### DATASET RECORDS

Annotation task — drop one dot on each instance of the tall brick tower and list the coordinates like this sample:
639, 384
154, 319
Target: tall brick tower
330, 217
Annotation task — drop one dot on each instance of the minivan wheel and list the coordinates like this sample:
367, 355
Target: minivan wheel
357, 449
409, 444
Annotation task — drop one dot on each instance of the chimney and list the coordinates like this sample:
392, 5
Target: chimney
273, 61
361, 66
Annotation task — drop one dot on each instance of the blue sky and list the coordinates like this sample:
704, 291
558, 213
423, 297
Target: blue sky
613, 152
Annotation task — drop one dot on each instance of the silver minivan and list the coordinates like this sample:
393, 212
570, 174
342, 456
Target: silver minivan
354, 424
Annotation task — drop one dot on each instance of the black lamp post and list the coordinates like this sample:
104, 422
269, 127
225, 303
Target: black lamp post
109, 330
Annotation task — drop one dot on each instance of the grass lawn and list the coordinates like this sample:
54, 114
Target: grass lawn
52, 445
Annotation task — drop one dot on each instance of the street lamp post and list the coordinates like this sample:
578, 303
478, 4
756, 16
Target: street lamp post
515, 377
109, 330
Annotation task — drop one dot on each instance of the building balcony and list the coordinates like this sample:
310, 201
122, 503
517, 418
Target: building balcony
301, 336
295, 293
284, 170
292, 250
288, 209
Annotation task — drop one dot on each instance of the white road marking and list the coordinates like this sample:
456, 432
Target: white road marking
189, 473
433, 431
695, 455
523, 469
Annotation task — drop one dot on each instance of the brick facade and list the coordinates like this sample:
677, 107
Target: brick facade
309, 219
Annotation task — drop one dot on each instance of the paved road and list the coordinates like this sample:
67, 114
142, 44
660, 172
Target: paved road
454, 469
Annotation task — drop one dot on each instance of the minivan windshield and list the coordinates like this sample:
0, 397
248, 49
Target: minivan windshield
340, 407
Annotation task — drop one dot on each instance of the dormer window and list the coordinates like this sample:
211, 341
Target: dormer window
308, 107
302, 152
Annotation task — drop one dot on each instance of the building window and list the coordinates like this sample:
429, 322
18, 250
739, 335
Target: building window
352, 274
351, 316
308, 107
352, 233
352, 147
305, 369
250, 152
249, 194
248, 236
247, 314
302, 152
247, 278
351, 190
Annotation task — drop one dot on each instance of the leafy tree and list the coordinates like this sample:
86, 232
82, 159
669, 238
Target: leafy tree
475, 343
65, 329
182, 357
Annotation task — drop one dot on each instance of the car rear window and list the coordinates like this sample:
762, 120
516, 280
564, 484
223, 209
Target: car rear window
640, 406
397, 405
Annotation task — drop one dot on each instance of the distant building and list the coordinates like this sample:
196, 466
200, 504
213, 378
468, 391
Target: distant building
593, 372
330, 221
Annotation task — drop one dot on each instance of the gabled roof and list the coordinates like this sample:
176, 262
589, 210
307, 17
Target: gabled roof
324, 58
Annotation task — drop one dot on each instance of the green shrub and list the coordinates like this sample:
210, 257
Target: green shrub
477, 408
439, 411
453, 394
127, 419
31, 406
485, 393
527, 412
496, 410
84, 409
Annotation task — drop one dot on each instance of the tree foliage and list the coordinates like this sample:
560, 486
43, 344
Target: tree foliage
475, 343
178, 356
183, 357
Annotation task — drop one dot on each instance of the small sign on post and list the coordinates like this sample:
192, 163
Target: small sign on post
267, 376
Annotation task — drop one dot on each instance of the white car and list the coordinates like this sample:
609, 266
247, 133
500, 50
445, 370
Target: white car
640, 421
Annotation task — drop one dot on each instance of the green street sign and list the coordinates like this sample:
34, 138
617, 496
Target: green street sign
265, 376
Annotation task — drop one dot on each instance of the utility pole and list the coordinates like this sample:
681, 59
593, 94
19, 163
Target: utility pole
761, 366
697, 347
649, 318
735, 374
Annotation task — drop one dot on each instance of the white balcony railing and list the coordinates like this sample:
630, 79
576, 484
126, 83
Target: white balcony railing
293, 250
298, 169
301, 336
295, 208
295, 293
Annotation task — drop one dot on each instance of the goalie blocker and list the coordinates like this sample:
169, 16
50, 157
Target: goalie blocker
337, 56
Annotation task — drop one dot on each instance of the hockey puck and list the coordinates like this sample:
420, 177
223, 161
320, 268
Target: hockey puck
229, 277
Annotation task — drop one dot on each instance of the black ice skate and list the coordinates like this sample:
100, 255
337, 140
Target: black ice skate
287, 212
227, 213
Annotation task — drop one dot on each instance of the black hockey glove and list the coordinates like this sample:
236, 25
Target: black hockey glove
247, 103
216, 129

######

An exact reproduction of all the records is required.

Annotation task — drop one dot on each instance of the tall brick tower and list the coordinates like this sample:
639, 384
154, 319
Target: tall brick tower
330, 217
Annotation task — drop one dot on each instance of the minivan wheel and list the coordinates like this sample:
367, 355
Target: minivan wheel
357, 449
409, 444
Annotation task — drop one dot on each instance of the chimney and list the coordinates like this sample:
392, 5
Target: chimney
273, 61
361, 66
Annotation task — drop one dot on each instance of the blue sky and list the coordinates like this sample:
704, 291
558, 213
423, 297
Target: blue sky
613, 152
Annotation task — drop one dot on each instance of the silver minivan and list the coordinates like this sample:
393, 212
570, 174
342, 456
Target: silver minivan
354, 424
Annotation task — drop one dot on each instance of the black lamp post and list the coordinates like this sample:
104, 422
269, 127
225, 303
Target: black lamp post
109, 330
Annotation task — drop one dot on each instance of the grass lawn and list the coordinates like this sample:
54, 114
Target: grass lawn
52, 445
Annotation task — drop one dot on each instance of the street lamp post and list the coordinates like this sample:
578, 303
478, 4
756, 16
Target: street lamp post
515, 377
109, 330
Annotation task — drop one dot on each instance of the building balcony and list the coordinates like this sample:
310, 201
122, 503
517, 418
Target: building balcony
301, 336
295, 293
284, 170
292, 250
288, 209
Annotation task — drop one dot on each instance of the white road marking and list the coordinates like this sample:
456, 432
Target: white road marking
189, 473
433, 431
695, 455
523, 469
Annotation task — drop one dot on each instance of the brick facade and list the coordinates like this sample:
677, 107
Target: brick facade
309, 219
Annotation task — drop one dot on each instance of the paved road and list the coordinates like this sample:
67, 114
142, 44
660, 172
Target: paved road
454, 469
Annotation task — drop one dot on each instance of the minivan windshield and list the coordinates like this sample:
0, 397
248, 49
Target: minivan windshield
340, 407
Annotation task — drop one dot on each instance of the dormer window and list the coordinates like this sample:
211, 341
Target: dormer window
308, 107
302, 152
Annotation task — drop one dot on each instance of the building window and list the coordinates like this sample:
429, 322
18, 250
739, 335
Target: building window
352, 274
351, 316
308, 107
352, 233
352, 147
305, 369
250, 152
249, 194
248, 236
247, 314
302, 152
247, 278
351, 190
Annotation task — drop one dot on each instance of the leafy tree and list the coordinates like this sample:
86, 232
82, 159
669, 238
Target: leafy tree
475, 343
65, 329
182, 357
Annotation task — drop one dot on each instance of the car rear window and list the coordinates like this sample:
762, 120
516, 280
564, 484
223, 209
Target: car rear window
640, 406
397, 405
Annotation task — drop one dot on each instance of the distant building and list the coordinates like this sample:
196, 466
200, 504
213, 378
468, 391
Target: distant building
593, 372
330, 221
Annotation task — drop one dot on each instance of the gabled roof and list the coordinates like this sample:
176, 262
589, 210
307, 17
Target: gabled roof
324, 58
Annotation task — drop one dot on each instance of the green shrub and list the coordinates like this sample:
210, 257
Target: green shrub
477, 408
439, 411
453, 394
127, 419
31, 406
485, 393
527, 412
496, 410
84, 409
Annotation task — drop one dot on each instance of the tree foliage and list the coordinates like this sample:
560, 486
43, 344
Target: tree foliage
475, 343
178, 356
183, 357
Annotation task — drop one dot on each instance of the small sign on post and list the coordinates like this sample:
192, 163
Target: small sign on post
267, 376
Annotation task — drop one dot on each instance of the white car and list the coordinates like this sample:
609, 266
247, 133
500, 50
445, 370
Target: white car
640, 421
Annotation task — drop one dot on each instance of the green street sign and list the coordinates like this sample:
34, 138
617, 496
Target: green street sign
265, 376
Annotation task — drop one dot on each instance of the utility pole and list the coordinates like this sample:
681, 59
593, 94
19, 163
Target: utility pole
761, 366
697, 347
649, 318
735, 374
Annotation task — drop one dot on each instance of the white balcony railing and list the coordinates like this sample:
630, 79
576, 484
126, 83
Target: white balcony railing
293, 250
298, 169
301, 336
295, 208
295, 293
Annotation task — drop one dot on each instance of the goalie blocker and list the coordinates like this sample:
169, 16
50, 157
Target: goalie blocker
337, 56
Annotation task — drop one dot on each instance of the hockey puck and list the coordinates like this sample:
420, 177
223, 161
320, 268
Target: hockey puck
229, 277
Annotation task — drop one dot on each instance of the black ice skate and list the coordinates like this sample:
100, 255
337, 140
Target: black ice skate
287, 212
227, 213
Annotation task — drop one dot on each instance of the black hockey glove and list the coordinates like this sample:
236, 25
Target: black hockey glove
247, 103
216, 129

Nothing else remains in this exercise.